Task directions: Copy each of the entries below word for word.

#####

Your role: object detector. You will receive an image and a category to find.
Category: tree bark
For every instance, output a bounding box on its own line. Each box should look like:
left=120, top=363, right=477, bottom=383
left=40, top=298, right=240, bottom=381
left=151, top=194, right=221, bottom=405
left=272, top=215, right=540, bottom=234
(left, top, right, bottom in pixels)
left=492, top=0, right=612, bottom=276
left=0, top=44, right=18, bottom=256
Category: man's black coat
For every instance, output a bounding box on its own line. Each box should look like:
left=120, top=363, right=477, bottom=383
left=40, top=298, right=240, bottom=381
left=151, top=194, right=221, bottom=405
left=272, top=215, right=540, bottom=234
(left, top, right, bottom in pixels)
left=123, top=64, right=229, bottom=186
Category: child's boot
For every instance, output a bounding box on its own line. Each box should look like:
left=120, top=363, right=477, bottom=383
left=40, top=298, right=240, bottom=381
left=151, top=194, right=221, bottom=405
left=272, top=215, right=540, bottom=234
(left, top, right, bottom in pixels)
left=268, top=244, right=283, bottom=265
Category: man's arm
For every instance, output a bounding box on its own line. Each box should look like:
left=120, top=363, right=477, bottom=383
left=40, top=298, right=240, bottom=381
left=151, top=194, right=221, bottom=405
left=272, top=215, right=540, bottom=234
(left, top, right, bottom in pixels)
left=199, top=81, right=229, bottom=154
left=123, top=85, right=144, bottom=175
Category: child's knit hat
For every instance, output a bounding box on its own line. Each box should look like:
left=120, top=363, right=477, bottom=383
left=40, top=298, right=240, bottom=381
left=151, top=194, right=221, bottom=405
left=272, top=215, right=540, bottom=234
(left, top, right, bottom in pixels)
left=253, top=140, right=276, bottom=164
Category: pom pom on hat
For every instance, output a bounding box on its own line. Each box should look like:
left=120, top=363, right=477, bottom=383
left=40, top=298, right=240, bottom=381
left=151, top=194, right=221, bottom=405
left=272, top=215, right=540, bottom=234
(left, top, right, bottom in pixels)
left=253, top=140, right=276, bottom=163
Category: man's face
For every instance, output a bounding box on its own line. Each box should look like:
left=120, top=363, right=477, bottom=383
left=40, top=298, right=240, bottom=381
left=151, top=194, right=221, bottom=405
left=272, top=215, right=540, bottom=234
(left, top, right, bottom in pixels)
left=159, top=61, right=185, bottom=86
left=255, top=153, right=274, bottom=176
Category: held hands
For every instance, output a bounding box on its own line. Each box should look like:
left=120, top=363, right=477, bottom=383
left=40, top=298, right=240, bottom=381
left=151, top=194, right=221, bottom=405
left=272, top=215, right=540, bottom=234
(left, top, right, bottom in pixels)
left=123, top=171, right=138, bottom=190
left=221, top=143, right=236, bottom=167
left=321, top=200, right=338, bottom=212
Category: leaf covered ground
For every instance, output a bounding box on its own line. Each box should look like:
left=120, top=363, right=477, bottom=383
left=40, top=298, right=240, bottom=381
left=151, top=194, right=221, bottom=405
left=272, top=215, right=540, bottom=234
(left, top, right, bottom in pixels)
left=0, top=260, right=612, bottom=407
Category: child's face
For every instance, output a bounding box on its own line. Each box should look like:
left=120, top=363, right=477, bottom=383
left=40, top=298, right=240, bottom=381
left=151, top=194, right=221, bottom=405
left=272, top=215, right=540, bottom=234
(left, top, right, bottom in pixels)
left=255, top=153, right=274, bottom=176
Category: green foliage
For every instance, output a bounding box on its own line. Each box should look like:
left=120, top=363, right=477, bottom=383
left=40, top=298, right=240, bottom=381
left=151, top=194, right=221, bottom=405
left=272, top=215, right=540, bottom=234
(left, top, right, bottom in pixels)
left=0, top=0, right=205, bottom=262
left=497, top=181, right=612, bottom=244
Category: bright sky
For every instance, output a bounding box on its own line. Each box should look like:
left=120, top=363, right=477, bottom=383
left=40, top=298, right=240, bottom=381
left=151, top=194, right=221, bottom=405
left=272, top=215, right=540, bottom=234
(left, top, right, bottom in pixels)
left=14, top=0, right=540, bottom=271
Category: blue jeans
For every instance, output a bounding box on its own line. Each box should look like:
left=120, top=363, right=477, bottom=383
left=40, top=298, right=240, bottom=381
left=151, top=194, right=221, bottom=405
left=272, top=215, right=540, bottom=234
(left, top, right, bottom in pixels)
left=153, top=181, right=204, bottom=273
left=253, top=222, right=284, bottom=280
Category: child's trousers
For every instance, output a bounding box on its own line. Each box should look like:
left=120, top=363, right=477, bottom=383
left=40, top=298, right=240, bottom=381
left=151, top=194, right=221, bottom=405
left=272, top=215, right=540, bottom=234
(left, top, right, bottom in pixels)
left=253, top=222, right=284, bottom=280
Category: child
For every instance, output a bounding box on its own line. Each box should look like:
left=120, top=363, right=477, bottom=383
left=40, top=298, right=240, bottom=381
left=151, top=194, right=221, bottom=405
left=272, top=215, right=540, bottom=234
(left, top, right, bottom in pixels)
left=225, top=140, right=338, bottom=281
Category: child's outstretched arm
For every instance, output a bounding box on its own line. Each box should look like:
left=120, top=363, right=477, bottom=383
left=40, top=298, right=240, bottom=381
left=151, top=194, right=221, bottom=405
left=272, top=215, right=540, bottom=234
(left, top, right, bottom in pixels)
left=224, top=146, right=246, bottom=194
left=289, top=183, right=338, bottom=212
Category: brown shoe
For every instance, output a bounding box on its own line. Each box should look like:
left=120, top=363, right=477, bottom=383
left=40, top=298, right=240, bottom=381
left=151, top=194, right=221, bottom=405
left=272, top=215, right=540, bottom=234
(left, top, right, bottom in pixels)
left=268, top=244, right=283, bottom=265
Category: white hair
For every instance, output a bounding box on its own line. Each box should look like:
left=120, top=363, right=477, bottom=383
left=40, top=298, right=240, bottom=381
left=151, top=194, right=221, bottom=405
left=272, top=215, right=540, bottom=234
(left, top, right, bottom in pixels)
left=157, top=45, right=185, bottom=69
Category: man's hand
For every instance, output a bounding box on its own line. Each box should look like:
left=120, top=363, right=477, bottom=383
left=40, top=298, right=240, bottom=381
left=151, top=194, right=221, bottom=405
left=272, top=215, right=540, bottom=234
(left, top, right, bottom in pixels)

#####

Answer for the task:
Your role: object detector. You will receive an image and a category to find.
Category: tree bark
For every instance, output a bounding box on its own line. Each box should look like:
left=120, top=363, right=477, bottom=383
left=40, top=298, right=240, bottom=381
left=151, top=194, right=221, bottom=405
left=272, top=215, right=540, bottom=234
(left, top, right, bottom in pixels)
left=492, top=0, right=612, bottom=276
left=0, top=44, right=18, bottom=256
Category: man's black coat
For every instance, output a bounding box on its own line. Each box should look like:
left=120, top=363, right=477, bottom=383
left=40, top=298, right=240, bottom=381
left=151, top=194, right=221, bottom=405
left=272, top=215, right=540, bottom=234
(left, top, right, bottom in pixels)
left=123, top=64, right=229, bottom=186
Category: child's boot
For every instance, output a bounding box on its own line. Each box should look like:
left=120, top=363, right=477, bottom=383
left=40, top=298, right=240, bottom=381
left=151, top=194, right=221, bottom=405
left=272, top=215, right=540, bottom=234
(left, top, right, bottom in pixels)
left=268, top=244, right=283, bottom=265
Category: man's arm
For every instance, output a bounding box on its own line. Each box should look like:
left=120, top=363, right=477, bottom=383
left=40, top=298, right=240, bottom=381
left=151, top=194, right=221, bottom=405
left=272, top=215, right=540, bottom=234
(left, top, right, bottom in pixels)
left=199, top=81, right=229, bottom=154
left=123, top=85, right=144, bottom=175
Category: child's knit hat
For every instance, output a bounding box on its own line. Each box should look like:
left=120, top=363, right=477, bottom=383
left=40, top=298, right=240, bottom=381
left=151, top=194, right=221, bottom=405
left=272, top=215, right=540, bottom=234
(left, top, right, bottom in pixels)
left=253, top=140, right=276, bottom=164
Category: pom pom on hat
For every instance, output a bounding box on its own line. Each box should look like:
left=120, top=363, right=477, bottom=383
left=40, top=298, right=240, bottom=381
left=151, top=194, right=221, bottom=405
left=272, top=215, right=540, bottom=234
(left, top, right, bottom in pixels)
left=253, top=140, right=276, bottom=163
Category: man's face
For every instance, output a bounding box on its own line. Each box should look like:
left=120, top=363, right=477, bottom=383
left=40, top=298, right=240, bottom=381
left=151, top=194, right=221, bottom=405
left=272, top=215, right=540, bottom=234
(left, top, right, bottom in pixels)
left=159, top=61, right=185, bottom=86
left=255, top=153, right=274, bottom=176
Category: held hands
For every instance, output a bounding box on its own line. Each box should look like:
left=120, top=363, right=477, bottom=383
left=40, top=298, right=240, bottom=381
left=151, top=194, right=221, bottom=405
left=272, top=215, right=540, bottom=234
(left, top, right, bottom in pixels)
left=123, top=171, right=138, bottom=190
left=221, top=143, right=236, bottom=167
left=321, top=200, right=338, bottom=212
Category: leaf covered ground
For every instance, output a bounding box on its own line. Each box should look like:
left=120, top=363, right=477, bottom=383
left=40, top=298, right=240, bottom=381
left=151, top=194, right=221, bottom=405
left=272, top=215, right=540, bottom=234
(left, top, right, bottom in pixels)
left=0, top=260, right=612, bottom=407
Category: child's face
For every instance, output a bounding box on its own line. Each box should look like:
left=120, top=363, right=477, bottom=383
left=40, top=298, right=240, bottom=381
left=151, top=194, right=221, bottom=405
left=272, top=215, right=540, bottom=234
(left, top, right, bottom in pixels)
left=255, top=153, right=274, bottom=176
Category: green foliage
For every instance, output a bounding box on its own line. Each box should look like:
left=120, top=363, right=477, bottom=383
left=40, top=298, right=240, bottom=381
left=151, top=194, right=221, bottom=405
left=272, top=215, right=540, bottom=234
(left, top, right, bottom in pixels)
left=0, top=0, right=205, bottom=262
left=497, top=181, right=612, bottom=244
Category: bright sky
For every instance, output a bounding box on its own line. Each box should look like:
left=120, top=363, right=477, bottom=383
left=40, top=298, right=240, bottom=381
left=151, top=194, right=221, bottom=405
left=272, top=215, right=540, bottom=234
(left, top, right, bottom in pixels)
left=14, top=0, right=540, bottom=271
Category: blue jeans
For every instance, output a bounding box on its own line. Each box should look like:
left=120, top=363, right=477, bottom=383
left=40, top=298, right=240, bottom=381
left=151, top=194, right=221, bottom=405
left=272, top=215, right=540, bottom=234
(left, top, right, bottom in pixels)
left=153, top=181, right=204, bottom=273
left=253, top=222, right=284, bottom=280
Category: child's trousers
For every instance, output a bounding box on its own line. Each box should look like:
left=120, top=363, right=477, bottom=383
left=40, top=298, right=240, bottom=381
left=151, top=194, right=221, bottom=405
left=272, top=215, right=540, bottom=234
(left, top, right, bottom in pixels)
left=253, top=222, right=284, bottom=280
Category: child
For every instance, output a bounding box on its own line. Each box should look like:
left=120, top=363, right=477, bottom=383
left=40, top=298, right=240, bottom=381
left=151, top=194, right=221, bottom=405
left=272, top=215, right=540, bottom=234
(left, top, right, bottom in pixels)
left=225, top=140, right=338, bottom=281
Category: child's outstretched arm
For every instance, output a bounding box on its own line. Each box should look like:
left=120, top=363, right=477, bottom=383
left=40, top=298, right=240, bottom=381
left=151, top=194, right=221, bottom=405
left=272, top=215, right=540, bottom=234
(left, top, right, bottom in pixels)
left=224, top=146, right=246, bottom=194
left=289, top=183, right=338, bottom=212
Category: brown shoe
For every instance, output a bounding box on its own line. Each box should look like:
left=120, top=363, right=477, bottom=383
left=40, top=298, right=240, bottom=381
left=151, top=194, right=221, bottom=405
left=272, top=215, right=540, bottom=234
(left, top, right, bottom in pixels)
left=268, top=244, right=283, bottom=265
Category: white hair
For every instance, output a bounding box on its own line. Each box should look like:
left=120, top=363, right=477, bottom=383
left=40, top=298, right=240, bottom=381
left=151, top=194, right=221, bottom=405
left=272, top=215, right=540, bottom=234
(left, top, right, bottom in pixels)
left=157, top=45, right=185, bottom=69
Category: man's hand
For every instance, output a bounding box on its own line. Each box should look like:
left=120, top=363, right=477, bottom=383
left=40, top=298, right=240, bottom=381
left=151, top=194, right=221, bottom=405
left=272, top=215, right=540, bottom=234
(left, top, right, bottom in pixels)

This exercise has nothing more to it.